WORK REQUEST: Filter the entries below, keeping only lines with the word "tall".

INFORMATION GIVEN Start Marker

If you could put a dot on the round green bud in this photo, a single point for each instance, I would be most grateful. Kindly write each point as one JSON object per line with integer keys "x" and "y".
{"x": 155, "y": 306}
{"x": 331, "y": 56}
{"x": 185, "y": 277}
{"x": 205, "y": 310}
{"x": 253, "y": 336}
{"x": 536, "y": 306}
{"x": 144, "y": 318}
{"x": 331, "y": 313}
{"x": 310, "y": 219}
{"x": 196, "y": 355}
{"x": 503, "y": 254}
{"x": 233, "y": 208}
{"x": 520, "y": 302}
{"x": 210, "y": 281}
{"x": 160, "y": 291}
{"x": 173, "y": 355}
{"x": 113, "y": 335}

INFORMATION GIVEN End Marker
INFORMATION GIVEN Start Marker

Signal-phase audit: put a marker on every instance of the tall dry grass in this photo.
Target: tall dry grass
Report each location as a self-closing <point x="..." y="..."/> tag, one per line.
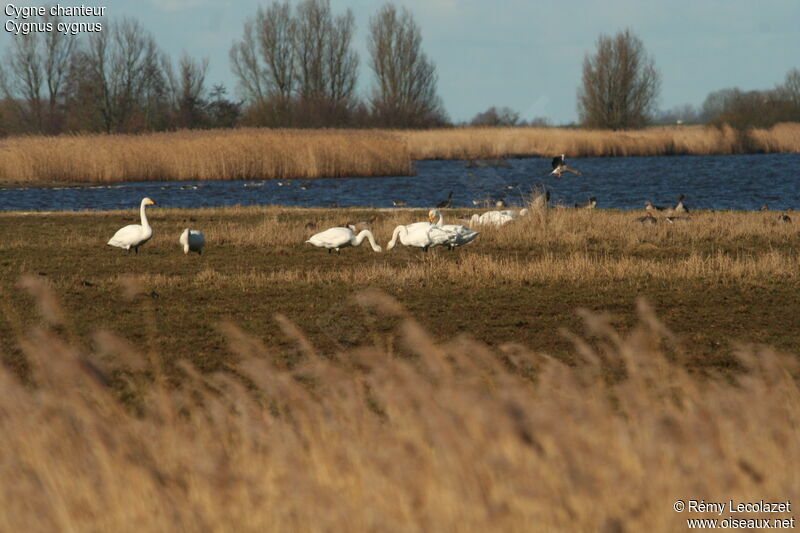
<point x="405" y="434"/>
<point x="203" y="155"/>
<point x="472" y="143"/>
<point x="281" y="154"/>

INFORMATION GIVEN End Marker

TASK RESPONSE:
Signal-phase audit: put a marker on every instance of the tall dry grass in this photo.
Target: tall dry grass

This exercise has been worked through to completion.